◆ TEXT TO READ ◆
I was standing at the other end of the room. As soon as that sound hit my ears, I felt an electrical current flow down my spine, through my leg, into my heel and dissipate in the ground. I make it sound like something out of a fantasy series but that is how I experienced it.
I have a history in various sports and martial arts and one of the things I was taught early on is that all power is drawn from the ground and ends up back there. The gathering steps for a vertical jump; the windup for a punch or a kick; the throwing of an object. They start and end with the ground. This is why we regard professional athletes with such awe–their movement doesn’t usually leak energy. They have a profound economy of movement.
As with posture, I’d understood this intellectually. Now, I had lived it.
Embodied insight is something more advanced than basic insight. But there are higher levels. I suspect that we would call enlightenment is an accumulation of embodied insight in a very specific domain. Expertise is probably similar. Embodied insight is perhaps the atom that makes up beings or states of enlightenment and expertise. This isn’t revolutionary. However, it is confined to the individual. Is there an analogous process for collectives? Are there cultural instances of embodied insight? I suspect so.
The examples I referenced above are, in the grand scheme of things, mundane. Nothing special. But they triggered a profound reaction to something already intellectually acknowledged. Sound familiar to current events? The Black Lives Matter protests going on around the world were sparked by a similarly innocuous event–by that, I mean George Floyd’s death was another instance of an established pattern of police brutality, not an irrelevant, unnecessary loss of life. Somehow, and for some reason, a transition from basic insight to embodied insight was triggered.
Systemic racism is an undeniable part of our culture. See this thread from criminal defense attorney Greg Doucette–it contains 450+ instances of police brutality from the recent weeks alone. As many point out, if this is what happens on camera with the world watching, imagine what happens without witnesses. Or consider an anecdote I saw (and have since been unable to find again) on Vinay Gupta’s Twitter. It reminds me of the concept of the veil of ignorance. The anecdote:
A race educator is giving a lecture and asks all students who would like to be treated like black people to raise their hands. No response. She repeats the request: raise your hands if you would like to be treated like a black person. Nothing. This, she explains, demonstrates that you all know there is a pervasive problem.
So, if racism is systemic–if it is an established pattern in the weave of society–why has nothing like this happened before? Why does it take so long for culture to embody such insights? A possible answer: the masses are female and the ruling classes (elites, incumbents, the “haves” etc.) are male. Let me explain.

◆ SOURCE MATERIAL ◆
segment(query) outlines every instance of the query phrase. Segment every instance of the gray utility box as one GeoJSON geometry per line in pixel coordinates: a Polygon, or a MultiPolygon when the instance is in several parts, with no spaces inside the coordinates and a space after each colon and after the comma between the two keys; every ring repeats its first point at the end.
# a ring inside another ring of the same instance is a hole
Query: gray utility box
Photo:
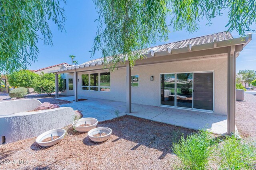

◆ TASKS TO COMPLETE ◆
1. From the essay on embodied insight, copy the words between "I have a history" and "economy of movement.", inclusive.
2. In the essay on embodied insight, how many instances of police brutality does the thread from criminal defense attorney Greg Doucette contain?

◆ FINAL RESULTS ◆
1.
I have a history in various sports and martial arts and one of the things I was taught early on is that all power is drawn from the ground and ends up back there. The gathering steps for a vertical jump; the windup for a punch or a kick; the throwing of an object. They start and end with the ground. This is why we regard professional athletes with such awe–their movement doesn’t usually leak energy. They have a profound economy of movement.

2. It contains 450+ instances of police brutality from the recent weeks alone.